- 問題 1
次の映画紹介文を読み、以下の問いに答えよ。
(a) この映画が公開されたのは何年か。
(b) 主人公シャルロットは何歳か。
(c) シャルロットがおなかにオーデコロンを塗ってあげるルルは、どのような女の子だと説明されているか。

======== 本文

私が好きなフランス映画の中から、思春期の女の子が主人公の作品を1本紹介します。

タイトルは、なまいきシャルロット (L'Effrontée) 。公開は1985年です。

日本のスラングで『中二病』という言葉があります。

これは、「思春期特有の自己中心的で奇抜な行動や発言、または現実離れした妄想にふけるような態度」だと、Cくんが教えてくれましたが、まさしくそういう態度の女の子が出てくる作品です。

しかし、舞台がフランスなので、たとえ中二病だとしても、日本人の私には、「フランスらしくておしゃれ」に見えた映画でした。

今見ると、また違った感想を持つかもしれませんが。


ストーリー:ひと夏の物語

ある女の子のひと夏の話です。

13歳のシャルロットは、繊細な性格ですが、攻撃的でもあり、まわりにイライラをぶつけて、たいていふくれっ面か、泣きそうな顔をしている女の子です。

この子を、まだ若かったシャルロット・ゲンズブールが演じています。

演じているのか、ほとんど地でやっているのか、そのあたりは不明です。

シャルロットは、あるとき、街にやってきた同い年の天才ピアニストの少女、クララに憧れ、彼女と一緒に旅に出る夢を思い描きます。

とくに大きな事件は起こらず、小さなエピソードを積み重ねた映画です。

シャルロットの不安定な心の動きが静かに描かれている、わりと地味な作品だと思います。

誰も彼もキライ

シャルロットは中二病ですから、「何もかも気に入らない」という気分がデフォルトモードです。

イライラしてまわりの人に当たり散らしています。でも、ときどきぼーっと物思いにふけります。

「ああ、それ、わかる、わかる。私も12歳ぐらいのときそうだった。と言うか、今もそうだけど」と共感する人もいるかもしれません。

シャルロットは誰彼となくつっかかっていきますが、回りの人がいちいち気に障るんです。だから、みんな、キライ。

でも、一番キライなのは自分自身です。

オーデコロン

印象に残ったのはシャルロットがルル(近所に住む少し年下の女の子でメガネをかけている)のおなかにオーデコロンを塗ってあげるシーン。

細くて長い指で、すごく大胆に塗ります。

あんなにオーデコロンをおなかに塗ってしまったら、臭くて眠れないんじゃないないかと思うほど。

================
======== レコード抜粋

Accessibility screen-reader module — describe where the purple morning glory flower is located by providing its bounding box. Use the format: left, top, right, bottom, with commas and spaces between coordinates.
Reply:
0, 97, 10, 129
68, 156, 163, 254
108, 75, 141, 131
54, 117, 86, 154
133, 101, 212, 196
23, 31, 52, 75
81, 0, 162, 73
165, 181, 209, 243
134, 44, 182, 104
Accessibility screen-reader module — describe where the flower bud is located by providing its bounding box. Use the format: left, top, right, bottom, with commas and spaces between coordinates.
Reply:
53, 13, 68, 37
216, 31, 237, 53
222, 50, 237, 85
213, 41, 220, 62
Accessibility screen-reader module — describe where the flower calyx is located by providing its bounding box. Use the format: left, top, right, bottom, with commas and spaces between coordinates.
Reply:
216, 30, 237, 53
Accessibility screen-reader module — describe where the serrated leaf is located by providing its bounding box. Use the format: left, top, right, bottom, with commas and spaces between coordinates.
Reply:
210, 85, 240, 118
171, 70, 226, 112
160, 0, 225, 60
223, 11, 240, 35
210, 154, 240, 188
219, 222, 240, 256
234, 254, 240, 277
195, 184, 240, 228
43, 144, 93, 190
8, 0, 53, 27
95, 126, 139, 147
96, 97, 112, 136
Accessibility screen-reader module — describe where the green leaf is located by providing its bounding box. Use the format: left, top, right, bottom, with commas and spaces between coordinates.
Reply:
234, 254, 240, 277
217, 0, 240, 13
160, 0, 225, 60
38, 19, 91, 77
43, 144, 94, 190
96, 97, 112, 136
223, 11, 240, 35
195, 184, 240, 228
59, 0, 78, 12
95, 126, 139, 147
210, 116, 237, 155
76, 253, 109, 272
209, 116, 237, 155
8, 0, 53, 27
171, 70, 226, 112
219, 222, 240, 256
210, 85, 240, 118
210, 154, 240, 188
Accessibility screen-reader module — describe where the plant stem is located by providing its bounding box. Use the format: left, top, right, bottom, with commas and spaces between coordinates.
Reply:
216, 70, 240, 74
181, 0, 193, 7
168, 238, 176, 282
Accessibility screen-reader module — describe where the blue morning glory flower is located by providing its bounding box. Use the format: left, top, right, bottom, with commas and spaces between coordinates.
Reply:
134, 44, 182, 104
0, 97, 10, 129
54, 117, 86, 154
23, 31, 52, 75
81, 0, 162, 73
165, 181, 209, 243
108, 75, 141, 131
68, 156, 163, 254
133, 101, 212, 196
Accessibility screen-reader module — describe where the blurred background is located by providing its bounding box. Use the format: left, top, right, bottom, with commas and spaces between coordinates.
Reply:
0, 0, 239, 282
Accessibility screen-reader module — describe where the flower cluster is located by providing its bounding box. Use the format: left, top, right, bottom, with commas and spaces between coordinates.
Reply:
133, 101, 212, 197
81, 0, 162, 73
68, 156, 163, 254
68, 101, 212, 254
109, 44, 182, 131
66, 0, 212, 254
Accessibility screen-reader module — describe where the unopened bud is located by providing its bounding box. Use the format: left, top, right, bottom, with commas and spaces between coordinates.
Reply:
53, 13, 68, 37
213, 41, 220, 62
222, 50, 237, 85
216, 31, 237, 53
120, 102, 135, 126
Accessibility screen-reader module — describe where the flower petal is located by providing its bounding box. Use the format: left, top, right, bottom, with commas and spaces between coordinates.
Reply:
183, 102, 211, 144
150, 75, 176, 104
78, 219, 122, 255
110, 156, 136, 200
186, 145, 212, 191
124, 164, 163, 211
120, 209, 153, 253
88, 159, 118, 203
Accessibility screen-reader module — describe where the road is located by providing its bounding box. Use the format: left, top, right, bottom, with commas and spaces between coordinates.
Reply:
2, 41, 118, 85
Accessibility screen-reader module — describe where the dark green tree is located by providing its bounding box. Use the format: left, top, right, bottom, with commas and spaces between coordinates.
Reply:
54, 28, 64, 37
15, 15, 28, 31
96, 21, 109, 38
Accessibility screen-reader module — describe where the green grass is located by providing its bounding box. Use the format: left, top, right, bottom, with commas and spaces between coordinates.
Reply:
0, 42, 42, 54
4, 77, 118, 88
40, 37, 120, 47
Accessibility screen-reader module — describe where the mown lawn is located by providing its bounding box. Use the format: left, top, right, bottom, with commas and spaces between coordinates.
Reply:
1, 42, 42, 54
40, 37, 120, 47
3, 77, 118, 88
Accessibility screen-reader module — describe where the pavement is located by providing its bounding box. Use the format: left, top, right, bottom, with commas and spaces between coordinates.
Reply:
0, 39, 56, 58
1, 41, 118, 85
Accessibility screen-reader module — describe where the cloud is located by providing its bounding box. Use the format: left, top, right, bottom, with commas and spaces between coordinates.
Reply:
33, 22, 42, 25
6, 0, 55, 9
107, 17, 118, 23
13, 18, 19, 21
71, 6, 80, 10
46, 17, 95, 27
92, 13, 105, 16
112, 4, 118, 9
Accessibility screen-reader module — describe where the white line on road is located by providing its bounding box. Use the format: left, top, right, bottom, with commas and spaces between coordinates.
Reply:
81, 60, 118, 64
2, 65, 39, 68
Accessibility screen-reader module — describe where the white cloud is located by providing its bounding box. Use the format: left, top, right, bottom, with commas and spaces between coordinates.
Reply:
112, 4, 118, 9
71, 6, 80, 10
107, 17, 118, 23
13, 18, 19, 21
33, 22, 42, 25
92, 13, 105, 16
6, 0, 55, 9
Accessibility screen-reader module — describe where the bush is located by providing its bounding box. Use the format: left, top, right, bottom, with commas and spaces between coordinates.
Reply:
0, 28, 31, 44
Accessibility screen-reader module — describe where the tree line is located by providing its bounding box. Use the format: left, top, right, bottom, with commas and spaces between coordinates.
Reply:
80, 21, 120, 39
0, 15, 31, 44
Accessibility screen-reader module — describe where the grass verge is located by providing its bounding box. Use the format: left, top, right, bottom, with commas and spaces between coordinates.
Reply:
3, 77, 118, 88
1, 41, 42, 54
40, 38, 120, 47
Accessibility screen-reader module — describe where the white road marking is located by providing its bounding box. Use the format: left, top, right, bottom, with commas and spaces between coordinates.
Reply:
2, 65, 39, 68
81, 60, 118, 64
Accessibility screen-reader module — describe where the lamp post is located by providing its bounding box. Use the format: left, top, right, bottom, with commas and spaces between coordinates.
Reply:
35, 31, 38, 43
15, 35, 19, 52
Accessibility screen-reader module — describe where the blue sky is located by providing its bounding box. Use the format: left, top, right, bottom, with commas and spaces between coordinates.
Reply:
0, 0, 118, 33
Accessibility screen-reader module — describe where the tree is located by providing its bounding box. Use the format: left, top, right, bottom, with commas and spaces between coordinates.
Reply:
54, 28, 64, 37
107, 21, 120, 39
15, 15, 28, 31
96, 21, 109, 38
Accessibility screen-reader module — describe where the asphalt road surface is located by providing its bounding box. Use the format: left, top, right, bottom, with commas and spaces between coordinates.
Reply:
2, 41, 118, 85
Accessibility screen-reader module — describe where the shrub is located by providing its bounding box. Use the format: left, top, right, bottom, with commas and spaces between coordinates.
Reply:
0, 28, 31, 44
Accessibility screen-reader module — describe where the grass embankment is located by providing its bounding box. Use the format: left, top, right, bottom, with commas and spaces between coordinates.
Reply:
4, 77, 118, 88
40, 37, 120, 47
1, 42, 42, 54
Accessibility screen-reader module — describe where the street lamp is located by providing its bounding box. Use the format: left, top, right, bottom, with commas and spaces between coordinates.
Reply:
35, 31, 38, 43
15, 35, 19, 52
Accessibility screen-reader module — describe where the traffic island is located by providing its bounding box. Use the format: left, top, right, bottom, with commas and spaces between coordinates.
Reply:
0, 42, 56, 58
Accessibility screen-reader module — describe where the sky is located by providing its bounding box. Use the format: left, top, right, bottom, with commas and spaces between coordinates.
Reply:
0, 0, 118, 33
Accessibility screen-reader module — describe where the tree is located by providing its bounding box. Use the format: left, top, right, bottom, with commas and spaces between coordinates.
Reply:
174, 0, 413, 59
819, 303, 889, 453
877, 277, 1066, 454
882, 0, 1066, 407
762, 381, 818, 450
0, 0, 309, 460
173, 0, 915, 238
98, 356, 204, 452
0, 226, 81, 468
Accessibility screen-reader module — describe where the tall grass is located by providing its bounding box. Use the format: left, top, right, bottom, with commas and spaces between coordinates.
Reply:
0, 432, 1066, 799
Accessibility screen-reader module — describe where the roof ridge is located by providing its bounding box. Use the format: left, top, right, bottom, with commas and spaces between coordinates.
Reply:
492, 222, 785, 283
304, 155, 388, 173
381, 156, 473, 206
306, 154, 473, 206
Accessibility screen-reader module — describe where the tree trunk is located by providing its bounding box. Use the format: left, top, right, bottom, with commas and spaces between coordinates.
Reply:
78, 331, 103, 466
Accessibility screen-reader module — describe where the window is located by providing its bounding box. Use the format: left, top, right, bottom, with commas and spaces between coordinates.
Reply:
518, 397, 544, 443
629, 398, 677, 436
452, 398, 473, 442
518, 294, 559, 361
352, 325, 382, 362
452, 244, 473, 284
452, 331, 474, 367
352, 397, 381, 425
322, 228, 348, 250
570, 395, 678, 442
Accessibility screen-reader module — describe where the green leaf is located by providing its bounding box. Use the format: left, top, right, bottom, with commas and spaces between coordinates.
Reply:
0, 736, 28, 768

================

- 問題 2
上のレコードのうち、「Accessibility screen-reader module — describe where the cloud」を含む行から「0, 15, 31, 44」を含む行までを、両端の行も含めてすべてそのまま出力せよ。

- 解答 1
(a) 1985年
(b) 13歳
(c) 近所に住む少し年下の女の子で、メガネをかけている。

- 解答 2
Accessibility screen-reader module — describe where the cloud is located by providing its bounding box. Use the format: left, top, right, bottom, with commas and spaces between coordinates.
Reply:
33, 22, 42, 25
6, 0, 55, 9
107, 17, 118, 23
13, 18, 19, 21
71, 6, 80, 10
46, 17, 95, 27
92, 13, 105, 16
112, 4, 118, 9
Accessibility screen-reader module — describe where the white line on road is located by providing its bounding box. Use the format: left, top, right, bottom, with commas and spaces between coordinates.
Reply:
81, 60, 118, 64
2, 65, 39, 68
Accessibility screen-reader module — describe where the white cloud is located by providing its bounding box. Use the format: left, top, right, bottom, with commas and spaces between coordinates.
Reply:
112, 4, 118, 9
71, 6, 80, 10
107, 17, 118, 23
13, 18, 19, 21
33, 22, 42, 25
92, 13, 105, 16
6, 0, 55, 9
Accessibility screen-reader module — describe where the bush is located by providing its bounding box. Use the format: left, top, right, bottom, with commas and spaces between coordinates.
Reply:
0, 28, 31, 44
Accessibility screen-reader module — describe where the tree line is located by providing its bounding box. Use the format: left, top, right, bottom, with commas and spaces between coordinates.
Reply:
80, 21, 120, 39
0, 15, 31, 44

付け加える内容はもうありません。